___ Extrait du document

Les paradis fiscaux : un problème réfracté

Lundi 5 octobre 2009

Octobre 2009 éditorial par A D

Les paradis fiscaux : un problème réfracté

Non seulement le débat printanier autour des paradis fiscaux et judiciaires tend-il à en présenter la « fin » alors qu’on commence à peine à en découvrir l’immensité du problème, mais il contribue de surcroît à isoler la question offshore comme si elle était fermée sur elle-même.

Or, on ne saurait, selon l’alignement des points d’instincts d’un ordre du jour bien ordonnancé, isoler le problème offshore d’autres enjeux tels que les soubresauts de l’économie réelle du fait de l’intense spéculation boursière ; les mouvements migratoires du Sud au Nord étant donné l’appauvrissement de pays allègrement pillés par leurs dictateurs, les multinationales étrangères et les régimes qui les soutiennent ; les grands trafics criminels ; les déficits budgétaires des États du Nord ou l’évasion fiscale…

La question des paradis fiscaux n’est un enjeu en soi qu’en tant qu’il traverse tous les secteurs de la vie publique. C’est donc le fondement politique des régimes qui disent lutter contre eux, et donc celui de leurs populations, qui se trouve questionné par ce problème. Car, subrepticement, la souveraineté offshore qui s’impose aujourd’hui, et qui se traduit par les décisions que prennent les acteurs nantis et puissants capables d’opérer techniquement depuis les États de complaisance, en est à faire perdre aux États traditionnels le peu d’impact qu’ils avaient sur la défense du bien commun et la redistribution des richesses. Que vaut désormais une mesure environnementale, une norme professionnelle, un impôt voué à financer le trésor public ou une commission de surveillance sur des trafics illicites quand, à l’extérieur, des juridictions par dizaines accueillent sur papier acteurs et actifs qui évoluent indépendamment de toutes ces contraintes ?

Ces questions ne se trouvent pas seulement posées comme relevant d’un problème en soi, mais elles trouvent leurs répercussions dans tous les secteurs d’activités concernés. C’est-à-dire que les paradis fiscaux et judiciaires se révèlent en ce siècle un problème réfracté. Ils affectent à peu près tous les domaines de l’existence.

______

Travail à faire:
[A] Dans l'éditorial sur les paradis fiscaux, remplacez « printanier » par « estival » et recopiez le passage qui s'ouvre sur les mots « Octobre 2009 éditorial » et se clôt sur « fermée sur elle-même. ».
[B] Répondez brièvement à ces questions sur l'éditorial consacré aux paradis fiscaux.
(i) Quelle date est indiquée en tête de l'éditorial ?
(ii) Par qui, selon l'éditorial, les pays du Sud ont-ils été pillés ?
(iii) Quel adjectif l'éditorial emploie-t-il pour qualifier le problème des paradis fiscaux ?

___ Données extraites

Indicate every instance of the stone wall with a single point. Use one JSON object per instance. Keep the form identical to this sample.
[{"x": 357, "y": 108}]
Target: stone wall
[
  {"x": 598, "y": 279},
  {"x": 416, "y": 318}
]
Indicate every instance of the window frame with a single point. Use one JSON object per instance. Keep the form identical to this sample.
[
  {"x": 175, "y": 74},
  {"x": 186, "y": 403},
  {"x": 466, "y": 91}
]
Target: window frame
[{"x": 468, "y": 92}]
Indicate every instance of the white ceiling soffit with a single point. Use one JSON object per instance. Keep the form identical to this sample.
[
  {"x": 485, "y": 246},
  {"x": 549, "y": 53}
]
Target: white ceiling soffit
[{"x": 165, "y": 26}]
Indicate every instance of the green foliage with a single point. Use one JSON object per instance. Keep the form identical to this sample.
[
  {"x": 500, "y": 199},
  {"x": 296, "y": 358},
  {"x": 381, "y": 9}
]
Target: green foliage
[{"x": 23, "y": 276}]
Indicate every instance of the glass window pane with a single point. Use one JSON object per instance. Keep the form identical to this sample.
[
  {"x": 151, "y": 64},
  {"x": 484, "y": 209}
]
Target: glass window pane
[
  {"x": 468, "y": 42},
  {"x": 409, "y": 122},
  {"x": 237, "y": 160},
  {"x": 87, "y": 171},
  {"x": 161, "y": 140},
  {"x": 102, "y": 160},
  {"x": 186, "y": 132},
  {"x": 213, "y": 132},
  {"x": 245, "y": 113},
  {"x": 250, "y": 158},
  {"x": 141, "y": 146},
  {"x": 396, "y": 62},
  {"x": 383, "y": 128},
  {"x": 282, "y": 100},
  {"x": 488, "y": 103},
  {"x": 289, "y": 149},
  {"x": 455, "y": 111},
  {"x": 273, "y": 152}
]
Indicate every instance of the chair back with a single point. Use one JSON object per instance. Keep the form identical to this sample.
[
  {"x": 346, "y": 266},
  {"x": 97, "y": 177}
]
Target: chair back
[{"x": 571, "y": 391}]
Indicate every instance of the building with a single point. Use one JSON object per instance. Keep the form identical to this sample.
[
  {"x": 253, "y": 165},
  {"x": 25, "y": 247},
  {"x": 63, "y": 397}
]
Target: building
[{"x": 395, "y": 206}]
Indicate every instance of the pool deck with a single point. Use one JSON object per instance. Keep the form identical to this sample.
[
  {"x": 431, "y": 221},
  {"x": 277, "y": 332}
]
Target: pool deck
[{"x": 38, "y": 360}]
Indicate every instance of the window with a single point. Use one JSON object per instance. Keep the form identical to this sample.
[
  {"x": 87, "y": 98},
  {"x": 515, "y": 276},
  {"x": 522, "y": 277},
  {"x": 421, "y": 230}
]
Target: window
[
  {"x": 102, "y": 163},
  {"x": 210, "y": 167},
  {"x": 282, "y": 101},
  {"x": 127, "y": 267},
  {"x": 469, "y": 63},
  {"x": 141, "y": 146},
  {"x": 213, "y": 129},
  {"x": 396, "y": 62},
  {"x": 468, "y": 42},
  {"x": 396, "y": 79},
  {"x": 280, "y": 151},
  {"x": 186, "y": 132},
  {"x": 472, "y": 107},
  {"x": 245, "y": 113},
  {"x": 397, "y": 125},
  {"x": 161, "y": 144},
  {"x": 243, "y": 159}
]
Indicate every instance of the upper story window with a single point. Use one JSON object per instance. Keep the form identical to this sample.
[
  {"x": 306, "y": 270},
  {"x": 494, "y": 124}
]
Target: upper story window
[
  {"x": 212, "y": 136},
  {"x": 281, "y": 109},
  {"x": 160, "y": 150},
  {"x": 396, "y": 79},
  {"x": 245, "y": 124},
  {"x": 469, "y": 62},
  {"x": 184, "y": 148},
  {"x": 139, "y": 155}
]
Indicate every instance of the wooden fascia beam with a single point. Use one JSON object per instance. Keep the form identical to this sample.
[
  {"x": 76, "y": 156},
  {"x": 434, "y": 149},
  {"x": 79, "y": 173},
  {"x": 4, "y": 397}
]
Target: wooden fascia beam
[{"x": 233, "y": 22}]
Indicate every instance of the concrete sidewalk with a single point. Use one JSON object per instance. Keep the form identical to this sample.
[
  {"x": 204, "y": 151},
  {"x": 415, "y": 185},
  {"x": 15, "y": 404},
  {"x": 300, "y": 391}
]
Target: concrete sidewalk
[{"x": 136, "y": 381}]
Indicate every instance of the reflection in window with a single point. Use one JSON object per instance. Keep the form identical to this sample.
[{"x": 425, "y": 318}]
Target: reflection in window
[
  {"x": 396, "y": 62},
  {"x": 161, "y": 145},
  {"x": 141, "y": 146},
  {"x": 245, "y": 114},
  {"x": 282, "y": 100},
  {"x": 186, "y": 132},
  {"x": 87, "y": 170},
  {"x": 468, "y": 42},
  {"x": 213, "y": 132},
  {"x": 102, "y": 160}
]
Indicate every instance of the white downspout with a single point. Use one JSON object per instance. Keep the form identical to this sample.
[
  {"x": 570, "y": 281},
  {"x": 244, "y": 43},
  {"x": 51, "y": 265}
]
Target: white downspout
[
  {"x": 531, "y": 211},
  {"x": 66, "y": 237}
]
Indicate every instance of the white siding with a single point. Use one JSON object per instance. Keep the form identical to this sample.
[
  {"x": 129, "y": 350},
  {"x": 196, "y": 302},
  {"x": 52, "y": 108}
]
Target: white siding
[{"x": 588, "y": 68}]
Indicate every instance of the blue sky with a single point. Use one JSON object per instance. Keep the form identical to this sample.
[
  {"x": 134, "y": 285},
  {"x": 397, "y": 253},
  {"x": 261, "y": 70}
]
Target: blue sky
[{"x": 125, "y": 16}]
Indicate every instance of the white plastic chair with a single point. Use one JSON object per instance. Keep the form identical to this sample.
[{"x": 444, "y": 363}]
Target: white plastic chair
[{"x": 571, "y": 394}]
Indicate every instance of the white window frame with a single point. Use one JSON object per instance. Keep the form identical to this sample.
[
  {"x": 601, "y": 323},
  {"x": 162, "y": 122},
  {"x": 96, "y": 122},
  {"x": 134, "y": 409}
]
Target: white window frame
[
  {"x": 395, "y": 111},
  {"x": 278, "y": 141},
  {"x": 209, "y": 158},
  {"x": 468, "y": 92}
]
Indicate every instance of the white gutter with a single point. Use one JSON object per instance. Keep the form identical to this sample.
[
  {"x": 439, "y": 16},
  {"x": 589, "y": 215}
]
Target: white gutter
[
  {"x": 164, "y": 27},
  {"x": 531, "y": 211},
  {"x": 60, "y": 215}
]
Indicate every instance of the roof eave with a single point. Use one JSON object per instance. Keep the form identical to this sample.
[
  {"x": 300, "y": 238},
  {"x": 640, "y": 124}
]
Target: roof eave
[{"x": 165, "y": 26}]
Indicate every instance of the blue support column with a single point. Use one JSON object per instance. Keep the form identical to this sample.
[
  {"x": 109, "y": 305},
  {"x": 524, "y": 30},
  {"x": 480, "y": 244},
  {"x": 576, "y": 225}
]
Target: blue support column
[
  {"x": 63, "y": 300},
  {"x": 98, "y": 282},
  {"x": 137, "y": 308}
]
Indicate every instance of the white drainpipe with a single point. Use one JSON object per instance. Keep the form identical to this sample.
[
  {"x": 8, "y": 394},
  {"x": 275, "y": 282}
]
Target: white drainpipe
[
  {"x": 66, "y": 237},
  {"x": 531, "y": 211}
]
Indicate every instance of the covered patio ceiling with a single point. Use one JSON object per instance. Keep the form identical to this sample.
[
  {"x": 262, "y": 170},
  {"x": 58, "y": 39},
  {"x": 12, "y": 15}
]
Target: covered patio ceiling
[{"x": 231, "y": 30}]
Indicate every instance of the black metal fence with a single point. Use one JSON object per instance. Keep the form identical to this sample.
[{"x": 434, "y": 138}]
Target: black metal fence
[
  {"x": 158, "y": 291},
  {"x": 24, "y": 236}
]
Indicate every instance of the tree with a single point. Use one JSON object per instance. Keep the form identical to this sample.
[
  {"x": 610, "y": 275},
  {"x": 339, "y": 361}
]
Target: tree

______

Réponses rédigées:
[A]
Octobre 2009 éditorial par A D

Les paradis fiscaux : un problème réfracté

Non seulement le débat estival autour des paradis fiscaux et judiciaires tend-il à en présenter la « fin » alors qu’on commence à peine à en découvrir l’immensité du problème, mais il contribue de surcroît à isoler la question offshore comme si elle était fermée sur elle-même.

[B]
(i) Lundi 5 octobre 2009.
(ii) Par leurs dictateurs, les multinationales étrangères et les régimes qui les soutiennent.
(iii) Réfracté.